- **Exercise set**:
(1) Please turn the paragraph beginning "To understand the permafrost" in the permafrost text below into a short bulleted list that keeps its main facts.
(2) Write the next part of the permafrost text, picking up after its last sentence.
++++ Extract ++++
Understanding the impact of water on our environment, from Austin to the Arctic

DIFFUSING THE ARCTIC CARBON BOMB

Connecting hydrology, climate, and biogeochemistry

  • Arctic tundra holds about half of the soil carbon on Earth

  • As it thaws, that carbon can be released into the atmosphere as a greenhouse gas, making global warming much worse. 

  • However, we do not yet know how much carbon is delivered from the ground to the atmosphere, partly because we do not understand how the tundra drains the water that carries that carbon.

  • These flowpaths are complicated because the melting ice forces the water to continually change direction.  

  • My job is to measure and model the patterns, amounts, and rates that water drains through arctic tundra, accounting for the continual thawing and freezing of the soil.

  • This work will allow us to better understand how much carbon we can expect tundra to supply to the atmosphere in a future, warmer climate.

MEASURING PERMAFROST (IN A HILARIOUS TIME-LAPSE)

To understand the permafrost, we need to measure the permafrost.  We made a series of high-density grids in which we measured the depth of the ice and water.  You can watch us do it, all 3 hrs plus per grid, in a great 1 minute stop-motion video attached below.  The results of these surveys end up in plots like the ones to the right.
++++ Data listing ++++
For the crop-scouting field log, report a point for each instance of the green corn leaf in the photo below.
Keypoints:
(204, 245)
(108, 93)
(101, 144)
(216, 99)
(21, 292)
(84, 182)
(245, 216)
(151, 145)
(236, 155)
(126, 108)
++++
- **Answer list**:
(1)
- Understanding the permafrost requires measuring it.
- The team built a series of high-density grids and measured the depth of ice and water in each.
- Surveying one grid took more than 3 hours, and the process was captured in a 1-minute stop-motion video.
- The survey results are presented in plots.

(2)
MODELING PERMAFROST (IN A HILARIOUSLY LONG AMOUNT OF TIME)

Simulating the flow of water through something that continually drains, saturates, melts, and freezes is really tough on a computer.  Both the equations that solve the heat of the soil and the flow of the water in the soil are nonlinear, so the computer has to do a ton of guess and check work to get that right.  Thankfully, the adept team of modelers at Oak Ridge and Los Alamos National Labs have developed a model that can handle it, the Advanced Terrestrial Simulator.  A simulation of a slice of my hillslope in Alaska is shown below: it's subjected to melting and freezing cycles for 10 years.  

This powerful tool lets us simulate how the tundra will respond to the rapid warming that is expected for that region.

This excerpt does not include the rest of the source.